__EXERCISE OBJECTIVE__. Gather the lines below that include the string "sample", copying each in full.

Point localization data:
● ● ● ● ● ● ●

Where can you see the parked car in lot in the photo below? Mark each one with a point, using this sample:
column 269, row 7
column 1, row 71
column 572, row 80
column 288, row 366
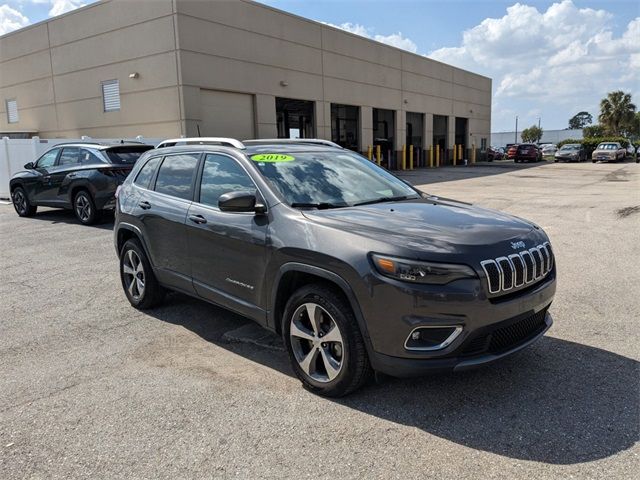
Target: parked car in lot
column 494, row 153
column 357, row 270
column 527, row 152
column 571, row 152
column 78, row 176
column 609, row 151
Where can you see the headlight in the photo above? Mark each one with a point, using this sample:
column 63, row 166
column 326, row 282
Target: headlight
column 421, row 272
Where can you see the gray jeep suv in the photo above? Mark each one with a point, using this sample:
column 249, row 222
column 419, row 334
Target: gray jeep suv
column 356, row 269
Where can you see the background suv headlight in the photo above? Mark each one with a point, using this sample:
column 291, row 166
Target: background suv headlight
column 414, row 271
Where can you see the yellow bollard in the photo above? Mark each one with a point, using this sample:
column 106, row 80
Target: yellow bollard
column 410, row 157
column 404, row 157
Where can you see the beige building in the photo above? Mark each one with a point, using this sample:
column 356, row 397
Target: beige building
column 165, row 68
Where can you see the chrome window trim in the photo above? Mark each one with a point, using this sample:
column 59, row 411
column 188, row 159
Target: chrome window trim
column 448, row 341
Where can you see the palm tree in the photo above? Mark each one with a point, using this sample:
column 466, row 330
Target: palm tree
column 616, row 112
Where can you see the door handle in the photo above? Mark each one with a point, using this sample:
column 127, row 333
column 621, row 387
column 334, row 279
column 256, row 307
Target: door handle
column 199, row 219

● ● ● ● ● ● ●

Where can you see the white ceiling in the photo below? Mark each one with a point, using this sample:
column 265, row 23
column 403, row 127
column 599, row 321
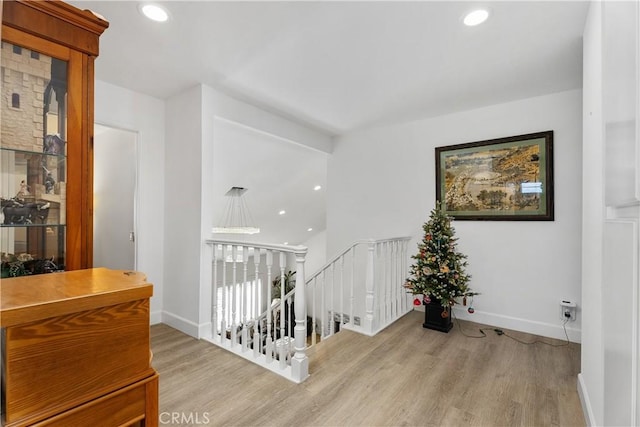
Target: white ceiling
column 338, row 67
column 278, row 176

● ● ● ● ● ● ●

__RESPONSE AREA__.
Where can you see the parked car in lot in the photo below? Mark each one with a point, using this sample:
Where can you see the headlight in the photo above? Mark each one with a point, using this sample:
Where can you see the gray jeep suv in the photo above? Mark each one with a point, using this sample:
Where can you see the background suv headlight in the photo above? Mark each one with a point, using this sample:
Where can you see the yellow bollard in the photo above? Mark each one with a point, using this sample:
Where can you see the beige building in the photo above? Mark each one with a point, using this sample:
Where can you see the chrome window trim in the photo above? Mark each one with a point, using this sample:
Where can you see the palm tree in the photo above? Mark each one with a point, using this sample:
Where can you see the door handle in the photo above? Mark each one with a point, using this sample:
Where can you see the white ceiling in the photo below? Mark each one with a point, using this sample:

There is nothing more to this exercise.